Texto de referencia:
########################################
Roberto. Muy agudo tu análisis, tiene certeza de soneto y crítica de ensayo. Dejan para meditar cómo se espesan o se diluyen las siempre difusas esferas de lo público y/o lo privado. Habría que continuar en cómo nosotros -los ciudadanos- damos clima de tolerancia o complicidad a lo que describís. Saludos!

andresvas dijo...

Muy interesante Roberto. Creo que el punto más fuerte, en el que la causalidad de lo individual/particular a lo público/general es clara y contundente es cuando señalás que un gobierno corrupto necesita "cubrirse, etc. etc y para eso corromper todo lo que tiene que ver con la justicia y el control", suscribo cada palabra de esa parte y creo que la Reforma a la ley del Consejo de la Magistratura de 2005 es un ejemplo clarísimo de eso.
Me parece que esa causalidad necesaria no es igualmente contundente ni en los ejemplos de los servicios sociales básicos (Salud, Educación): no me queda claro porqué necesariamente un gestor público no puede ser usuario de la salud/educación privada y, al mismo tiempo, promover en su gestión la mejor Salud o Educación pública.

Tampoco me parece necesaria la derivación "si eres igualitario ¿cómo es que eres tan rico?" que aplicás a Lula, suponiendo que la influencia de los amigos ricos hubiera cambiado los valores originales obreros de Lula. Primero, me parece que no fue así, si de lo que hablamos es de políticas promercado, Lula comenzó con un programa recontra ortodoxo con Meirelles en el Banco Central y sobrecumpliendo metas con el Fondo. A medida que la mejora de la situación se lo permitió fué que fué profundizando sus políticas de contenido más social o desarrolista. Aún si hubiera sido así, eso hablaría de su debilidad ideológica más que de una derivación necesaria, no me parece que el ejemplo la demuestre.

Otro punto que me parece que se podría ampliar es que una cosa es si la distancia público/privada incluye inconsistencias (defiendo la educación pública y mando a mis hijos al colegio privado) a si se trata de delitos (promuevo la aplicación de políticas de género y ejerzo la violencia intrafamiliar, etc.)

Por último, creo que reconocer lo que planteás en el artículo no debe ser un obstáculo para poder analizar las políticas públicas de cualquier gobierno independientemente de reconocer que exista corrupción en el mismo. Así, subir o bajar retenciones, regular mejor o peor a las corporaciones, aplicar políticas tributarias que afecten más o menos a los sectores de mayores ingresos, son ejemplos de cuestiones que tienen que poder ser discutidas y que también sirven para evaluar una gestión de gobierno, sin por eso negar lo anterior.
########################################
Sección de datos:
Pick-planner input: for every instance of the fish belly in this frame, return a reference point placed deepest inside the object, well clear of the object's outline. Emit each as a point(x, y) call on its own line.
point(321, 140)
########################################
Tareas y ejercicios:
• a. Duplica el fragmento de los comentarios sobre lo público y lo privado que va desde "Otro punto que" hasta "negar lo anterior.", ambos incluidos.
• b. Según los comentarios sobre lo público y lo privado, ¿qué reforma se cita como ejemplo clarísimo de que un gobierno corrupto corrompe todo lo relacionado con la justicia y el control?
• c. Prolonga los comentarios sobre lo público y lo privado a partir del punto en que terminan.
Los datos no tienen ningún papel en esto.

Respuestas:
• a.
Otro punto que me parece que se podría ampliar es que una cosa es si la distancia público/privada incluye inconsistencias (defiendo la educación pública y mando a mis hijos al colegio privado) a si se trata de delitos (promuevo la aplicación de políticas de género y ejerzo la violencia intrafamiliar, etc.)

Por último, creo que reconocer lo que planteás en el artículo no debe ser un obstáculo para poder analizar las políticas públicas de cualquier gobierno independientemente de reconocer que exista corrupción en el mismo. Así, subir o bajar retenciones, regular mejor o peor a las corporaciones, aplicar políticas tributarias que afecten más o menos a los sectores de mayores ingresos, son ejemplos de cuestiones que tienen que poder ser discutidas y que también sirven para evaluar una gestión de gobierno, sin por eso negar lo anterior.

• b. La Reforma a la ley del Consejo de la Magistratura de 2005.

• c.
Anónimo dijo...

me gusto mucho el articulo, con sabor a poco o inconcluso a final, pero confirma dia tras dia la idea: a pesar de tus muy cuestionables posiciones políticas (o cierto gorilismo inerradicable), sos el intelectual vivo más grande que tenemos. Gracias.

julieta eme dijo...

hola roberto. leí este artículo que me gustó mucho. cohen me encanta aunque tampoco es que leí todo cohen. te hago una consulta, a raíz de comentarios que me hacen algunos alumnos en las clases. en general, cuando doy cohen, la respuesta es algo así como: ¿y cómo haríamos para que todos fueran solidarios y serviciales? ¿qué haríamos con las personas que no lo fueran? ¿las obligamos? ¿las forzamos? ¿hacemos una purga de individuos antisociales, que no tendrían las virtudes privilegiadas? en general, lo que se cuestiona es que en el socialismo de cohen seríamos todos como autómatas, sin fines personales, anteponiendo siempre el bien común al bien personal, y que socialmente perseguiríamos y penaríamos a las personas individualistas y egoístas (lo cual resulta atroz y repudiable). qué responderías vos a eso? si es que tenés ganas de responder... gracias desde ya...

rg dijo...

hola julieta, pero bueno, viste el libro de cohen sobre por qué no el socialismo, y el ejemplo del campamento. creo que parte de la respuesta está ahí: el campamento sugiere que, cualquiera de nosotros, con una estructura institucional/ de incentivos/ diferente, se comporta diferente, al punto que quien quiere vendernos el pescado que compró, a los del campamento, nos resulta asombroso, increíble. entonces, la pregunta es qué estructura institucional puede ayudar a reproducir la escena campamento (comunidades más pequeñas? etc.)

julieta eme dijo...

sí, por qué no el socialismo lo leí. y me encanta. es mi libro preferido. ok, entiendo lo que decís. mil gracias por la amabilidad de responder.